Fragment strony:
>>
20 kwietnia mieszkańcy Wysp Kanaryjskich zamierzają wyjść na ulice w określanym jako historyczny proteście wywołanym nadmiarem turystów.
"Daily Mail" pisze, że już w Wielkanoc Brytyjczycy, którzy polecieli na Wyspy Kanaryjskie na krótki wypoczynek, zostali "przywitani" w barach i restauracjach ulotkami "Wracajcie do domu". Na wielu budynkach widniały graffiti "Turyści do domu".
Czuję się u siebie jak obcy. Wszystko jest robione pod brytyjskich i niemieckich turystów, którzy chcą tylko napić się taniego piwa, poleżeć w słońcu i zjeść burgera albo frytki - powiedział cytowany przez gazetę jeden z mieszkańców Teneryfy.
Na 20 kwietnia rodzimi mieszkańcy Gran Canarii, Teneryfy, Fuerteventury, Lanzarote i La Palmy zapowiedzieli uliczny protest. Uważają, że wyspy odwiedza zbyt wielu turystów. Z ich powodu ceny nieruchomości drastycznie wzrosły, sortownie nie wyrabiają z utylizacją odpadów, zaczyna brakować wody pitnej, a do oceanu każdego dnia spuszczanych jest ponad 50 milionów litrów nieczystości.
Nawet lokalna minister ds. turystyki Jéssica de León ostrzegała przed "rosnącą turystyczną fobią".
<<
Pytania do tekstu:
1) Ile nieczystości trafia każdego dnia do oceanu według tekstu o proteście na Wyspach Kanaryjskich?
2) Przedłuż tekst o proteście na Wyspach Kanaryjskich, dopisując dalszy ciąg po jego ostatnim zdaniu.

Wyodrębnione informacje:
>>
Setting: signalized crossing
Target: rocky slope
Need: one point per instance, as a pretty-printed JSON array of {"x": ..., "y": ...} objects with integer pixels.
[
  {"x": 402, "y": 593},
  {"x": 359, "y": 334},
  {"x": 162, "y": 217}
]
<<
Odpowiedzi:
1) Ponad 50 milionów litrów.

2)
Prezydent Wysp Kanaryjskich (będących jednym z regionów Hiszpanii - red.) Fernando Clavijo zaapelował do demonstrantów o rozsądek. Zwrócił uwagę, że turyści każdego roku wspierają lokalną gospodarkę milionami euro.
Nie możemy atakować naszego podstawowego źródła dochodu - powiedział. Dodał, że turyści przyjeżdżają na Wyspy Kanaryjskie na kilka dni, dobrze się bawią i zostawiają swoje pieniądze.
Tymczasem brytyjska prasa już dziś ostrzega tych, którzy planują pobyt na którejś z wysp 20 kwietnia. Na drogach szykuje się chaos. Przejazd do dowolnego miejsca, który zajmował kilka minut, w tym dniu znacznie może się wydłużyć. Należy wziąć to pod uwagę na przykład w drodze na lotnisko.
Tylko Teneryfę w zeszłym roku odwiedził rekordowe 6,5 miliona turystów; wszystkie Wyspy Kanaryjskie - 13,8 miliona ludzi. To o 3,8 proc. więcej niż przed pandemią koronawirusa.